> [TASK INSTRUCTIONS]: Of the records that follow, copy only the lines from the line containing "Phrase: cloud" to the line containing "Phrase: building", both included, exactly as written.

+++ DATA EXCERPTS

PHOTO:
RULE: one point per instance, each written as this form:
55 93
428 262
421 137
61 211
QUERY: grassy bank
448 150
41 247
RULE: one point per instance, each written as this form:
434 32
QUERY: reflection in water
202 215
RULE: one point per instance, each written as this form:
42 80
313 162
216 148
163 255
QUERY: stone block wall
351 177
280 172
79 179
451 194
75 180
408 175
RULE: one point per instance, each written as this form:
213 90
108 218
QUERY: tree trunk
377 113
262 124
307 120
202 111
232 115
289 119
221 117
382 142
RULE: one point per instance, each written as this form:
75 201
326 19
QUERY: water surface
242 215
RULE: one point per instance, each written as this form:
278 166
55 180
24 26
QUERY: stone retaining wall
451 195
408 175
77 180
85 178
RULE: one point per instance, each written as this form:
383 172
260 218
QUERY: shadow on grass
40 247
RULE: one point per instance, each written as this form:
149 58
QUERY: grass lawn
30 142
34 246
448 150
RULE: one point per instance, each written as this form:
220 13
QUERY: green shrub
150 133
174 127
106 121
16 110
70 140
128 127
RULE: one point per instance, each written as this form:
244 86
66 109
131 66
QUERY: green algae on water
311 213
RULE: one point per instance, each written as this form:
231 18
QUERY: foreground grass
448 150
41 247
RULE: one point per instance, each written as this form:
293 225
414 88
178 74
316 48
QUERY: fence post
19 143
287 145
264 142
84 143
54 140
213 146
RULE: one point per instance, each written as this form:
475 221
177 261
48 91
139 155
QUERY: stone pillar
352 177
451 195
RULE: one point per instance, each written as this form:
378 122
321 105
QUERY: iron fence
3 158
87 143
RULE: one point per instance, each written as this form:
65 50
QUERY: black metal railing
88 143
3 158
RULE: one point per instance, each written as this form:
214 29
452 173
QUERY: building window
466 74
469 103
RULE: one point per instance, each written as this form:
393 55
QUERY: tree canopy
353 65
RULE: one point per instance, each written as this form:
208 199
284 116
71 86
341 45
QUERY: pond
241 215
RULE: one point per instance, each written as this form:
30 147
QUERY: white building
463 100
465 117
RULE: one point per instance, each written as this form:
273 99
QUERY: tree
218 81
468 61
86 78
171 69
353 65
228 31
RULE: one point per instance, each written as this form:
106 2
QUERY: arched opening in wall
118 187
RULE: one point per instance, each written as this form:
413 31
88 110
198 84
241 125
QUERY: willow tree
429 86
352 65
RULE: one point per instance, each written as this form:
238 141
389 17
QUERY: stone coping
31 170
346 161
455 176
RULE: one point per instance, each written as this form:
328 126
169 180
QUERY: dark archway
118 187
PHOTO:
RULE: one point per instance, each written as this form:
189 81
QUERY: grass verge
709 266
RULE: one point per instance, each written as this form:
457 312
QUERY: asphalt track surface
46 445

++++++
+++ DATA EXCERPTS

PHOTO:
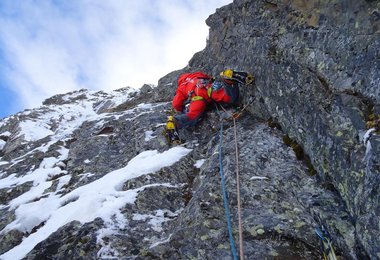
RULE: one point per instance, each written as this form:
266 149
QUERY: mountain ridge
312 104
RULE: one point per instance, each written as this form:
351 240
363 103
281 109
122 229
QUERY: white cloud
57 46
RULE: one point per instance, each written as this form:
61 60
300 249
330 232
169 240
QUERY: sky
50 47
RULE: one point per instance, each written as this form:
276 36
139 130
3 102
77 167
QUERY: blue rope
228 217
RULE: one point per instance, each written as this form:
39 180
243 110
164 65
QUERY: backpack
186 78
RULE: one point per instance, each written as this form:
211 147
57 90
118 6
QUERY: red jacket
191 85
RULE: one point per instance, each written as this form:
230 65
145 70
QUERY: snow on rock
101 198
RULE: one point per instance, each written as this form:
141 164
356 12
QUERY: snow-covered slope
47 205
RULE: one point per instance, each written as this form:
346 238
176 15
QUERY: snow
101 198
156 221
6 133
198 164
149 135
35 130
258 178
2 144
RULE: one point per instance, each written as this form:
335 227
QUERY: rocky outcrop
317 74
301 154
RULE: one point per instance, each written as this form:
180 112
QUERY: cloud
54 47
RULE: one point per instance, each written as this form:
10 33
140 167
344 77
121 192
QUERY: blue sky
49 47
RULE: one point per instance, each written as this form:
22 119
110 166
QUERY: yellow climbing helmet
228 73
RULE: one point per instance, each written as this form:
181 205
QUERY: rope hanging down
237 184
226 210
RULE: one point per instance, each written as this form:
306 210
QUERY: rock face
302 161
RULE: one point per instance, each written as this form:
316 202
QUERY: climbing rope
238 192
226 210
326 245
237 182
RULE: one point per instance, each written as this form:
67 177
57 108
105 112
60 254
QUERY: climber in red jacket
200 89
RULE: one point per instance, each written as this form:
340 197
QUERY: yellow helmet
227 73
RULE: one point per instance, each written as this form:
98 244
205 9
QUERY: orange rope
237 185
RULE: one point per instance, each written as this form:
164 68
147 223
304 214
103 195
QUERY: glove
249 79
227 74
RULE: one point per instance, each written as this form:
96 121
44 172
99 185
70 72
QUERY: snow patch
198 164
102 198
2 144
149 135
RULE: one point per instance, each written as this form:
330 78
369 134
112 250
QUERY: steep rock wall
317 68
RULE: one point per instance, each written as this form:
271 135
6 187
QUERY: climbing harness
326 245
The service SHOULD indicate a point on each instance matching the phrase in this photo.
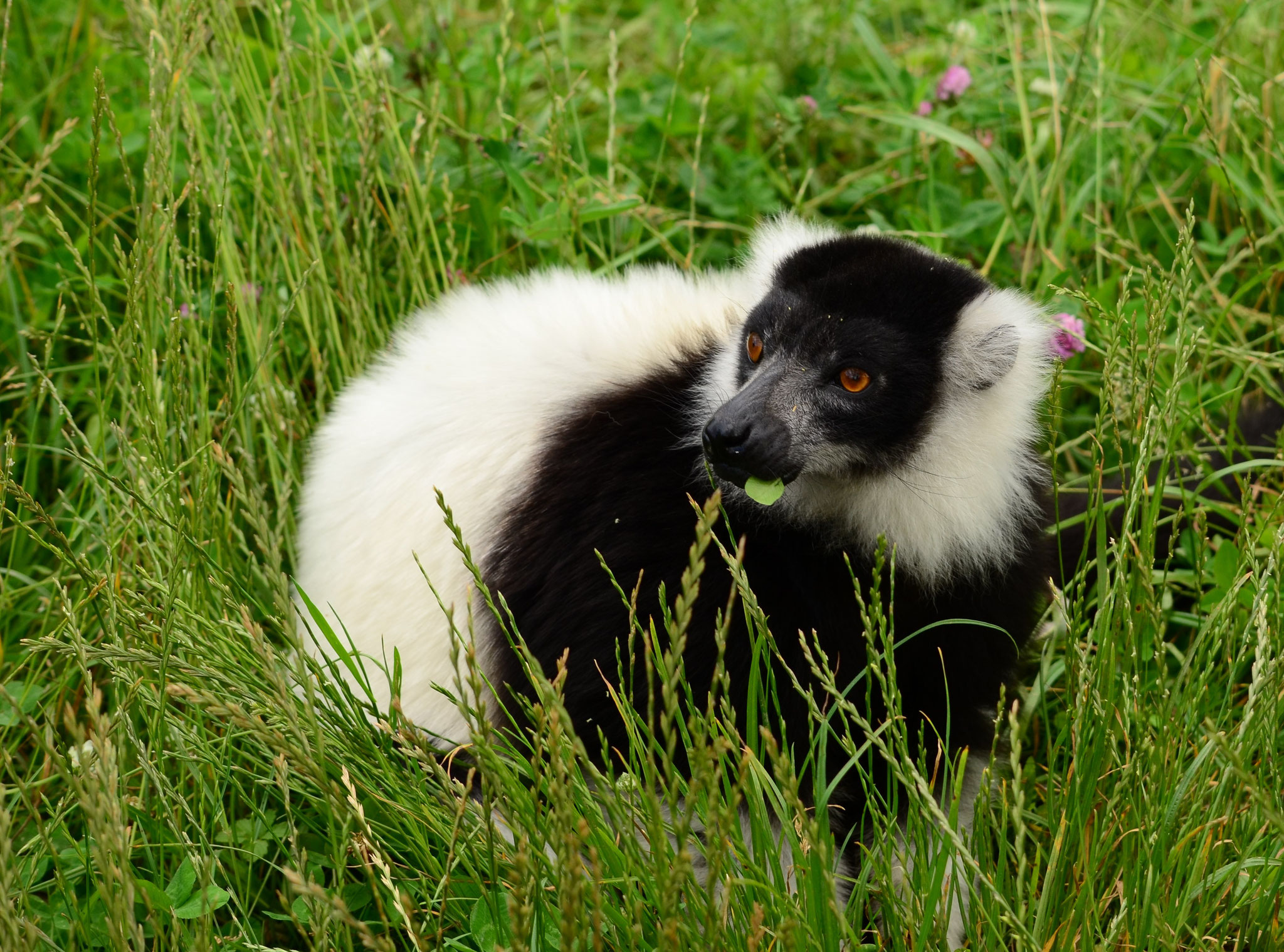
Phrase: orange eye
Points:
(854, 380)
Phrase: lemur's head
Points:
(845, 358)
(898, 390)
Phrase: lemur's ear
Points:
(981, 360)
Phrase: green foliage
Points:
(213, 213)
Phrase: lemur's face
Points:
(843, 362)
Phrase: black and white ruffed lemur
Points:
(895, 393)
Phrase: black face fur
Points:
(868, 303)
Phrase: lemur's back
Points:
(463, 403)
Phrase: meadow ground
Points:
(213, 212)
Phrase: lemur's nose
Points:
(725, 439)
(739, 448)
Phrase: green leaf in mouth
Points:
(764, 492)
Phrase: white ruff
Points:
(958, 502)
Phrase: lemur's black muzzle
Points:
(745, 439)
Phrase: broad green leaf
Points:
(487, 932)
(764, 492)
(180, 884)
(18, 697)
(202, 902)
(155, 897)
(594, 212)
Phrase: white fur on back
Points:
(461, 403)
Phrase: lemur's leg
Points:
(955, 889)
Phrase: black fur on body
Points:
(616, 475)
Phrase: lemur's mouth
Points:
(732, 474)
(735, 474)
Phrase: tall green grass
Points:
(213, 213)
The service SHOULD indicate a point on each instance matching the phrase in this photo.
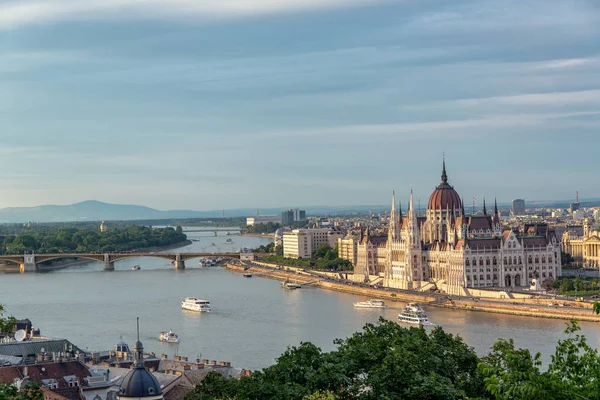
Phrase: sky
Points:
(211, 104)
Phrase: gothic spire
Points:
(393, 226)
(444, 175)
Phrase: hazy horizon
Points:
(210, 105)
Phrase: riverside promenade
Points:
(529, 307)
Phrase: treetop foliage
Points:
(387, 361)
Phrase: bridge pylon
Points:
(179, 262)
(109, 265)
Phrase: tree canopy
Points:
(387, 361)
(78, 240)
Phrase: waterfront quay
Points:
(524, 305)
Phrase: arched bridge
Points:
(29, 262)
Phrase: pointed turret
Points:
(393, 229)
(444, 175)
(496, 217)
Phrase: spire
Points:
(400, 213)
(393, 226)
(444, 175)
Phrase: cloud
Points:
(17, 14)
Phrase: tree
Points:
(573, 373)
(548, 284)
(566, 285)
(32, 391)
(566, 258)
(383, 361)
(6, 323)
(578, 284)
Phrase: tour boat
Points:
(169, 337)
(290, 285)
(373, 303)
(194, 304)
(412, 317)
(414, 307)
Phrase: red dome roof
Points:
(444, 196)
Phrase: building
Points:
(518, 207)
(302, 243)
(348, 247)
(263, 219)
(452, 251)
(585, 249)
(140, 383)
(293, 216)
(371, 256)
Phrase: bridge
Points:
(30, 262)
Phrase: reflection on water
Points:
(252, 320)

++++++

> [SOLUTION]:
Phrase: cloud
Points:
(17, 14)
Phrase: tree
Points:
(573, 373)
(548, 284)
(566, 285)
(32, 391)
(566, 258)
(383, 361)
(6, 323)
(578, 284)
Phrase: tour boat
Points:
(169, 337)
(290, 285)
(373, 303)
(194, 304)
(412, 317)
(414, 307)
Phrase: red dome roof
Points:
(444, 196)
Phrase: building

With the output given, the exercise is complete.